● **Excerpted passage**
--- Begin ---

An exciting paper at ISA’s 55th Annual Convention in Toronto tackles the challenge to find alternative operationalizations of terrorism using replication data. Join the disussion on Thursday, March 27, 2014 (10.30am).
The paper “What is Terrorism” by Joseph Young (American University) and Michael Findley (University of Texas, Austin) gives an interesting answer to the “deluge of definitions” of terrorism in the literature. It provides an alternative operationalization of the term beyond simply counting terrorist attacks. How? It first gives a broad overview of common operationalizations of terrorism, and then replicates previous quantitative work using alternative measurements. It thereby builds a new research agenda that should be interesting for anyone working on terrorism from both the qualitative and quantitative perspective.
How replication supports their argument
To examine how different operationalizations impact statistical inference, the authors
replicate James Piazza’s (2011) Journal of Peace Research paper, “Poverty, Minority
Economic Discrimination, and Domestic Terrorism.” Piazza examines effects of minority economic discrimination on domestic terrorism.

--- End ---

● **What you will do**
1. Reproduce word for word the section of the post on the "What is Terrorism" paper starting at "An exciting paper" and ending at "27, 2014 (10.30am).".
2. Carry the post on the "What is Terrorism" paper forward from its last sentence.

● **Information supplied**
--- Begin ---

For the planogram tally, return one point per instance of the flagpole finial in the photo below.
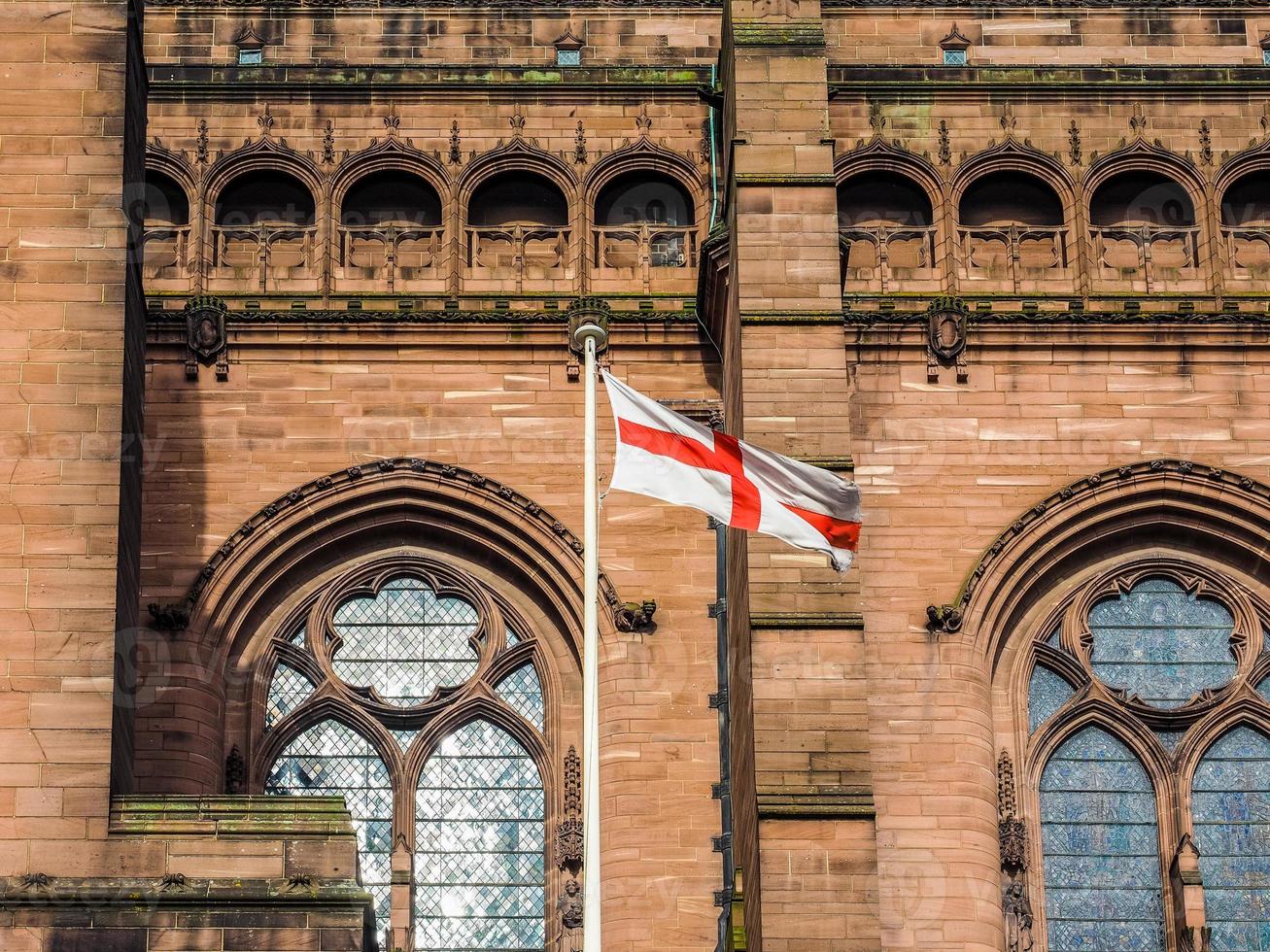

--- End ---
--- Begin ---

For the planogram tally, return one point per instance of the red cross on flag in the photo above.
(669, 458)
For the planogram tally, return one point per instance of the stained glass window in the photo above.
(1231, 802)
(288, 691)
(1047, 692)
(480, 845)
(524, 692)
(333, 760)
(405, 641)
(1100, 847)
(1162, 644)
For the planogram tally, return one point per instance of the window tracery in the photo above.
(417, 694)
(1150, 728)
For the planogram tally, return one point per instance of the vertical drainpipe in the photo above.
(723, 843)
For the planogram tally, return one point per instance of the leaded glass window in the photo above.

--- End ---
--- Begin ---

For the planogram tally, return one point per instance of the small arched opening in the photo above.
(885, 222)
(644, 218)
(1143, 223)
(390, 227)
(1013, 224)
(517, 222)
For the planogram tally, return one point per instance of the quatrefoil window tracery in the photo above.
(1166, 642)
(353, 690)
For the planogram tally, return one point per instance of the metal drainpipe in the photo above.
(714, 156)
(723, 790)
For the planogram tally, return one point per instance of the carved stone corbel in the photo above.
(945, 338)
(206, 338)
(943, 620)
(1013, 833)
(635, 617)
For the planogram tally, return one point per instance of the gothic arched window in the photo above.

--- End ---

● **The responses**
1.
An exciting paper at ISA’s 55th Annual Convention in Toronto tackles the challenge to find alternative operationalizations of terrorism using replication data. Join the disussion on Thursday, March 27, 2014 (10.30am).

2.
The authors first replicate Piazza’s original model. They then add variations on Piazza’s original operationalization of terrorism, and introduce alternative ways to capture the concept (e.g. terrorism as fatalities, number of groups, or suicide attacks) to show how that impacts the results.
The paper will be presented at the ISA panel “TB14: Presidential Panel: New Frontiers in Quantitative Terrorism” on Thursday, March 27, 2014, at 10.30am.
Replication at ISA in Toronto
Thursday, March 27
10:30 AM – 12:15 PM
TB14: Presidential Panel: New Frontiers in Quantitative Terrorism
Paper using replication: What is Terrorism?
Joseph Young (American University)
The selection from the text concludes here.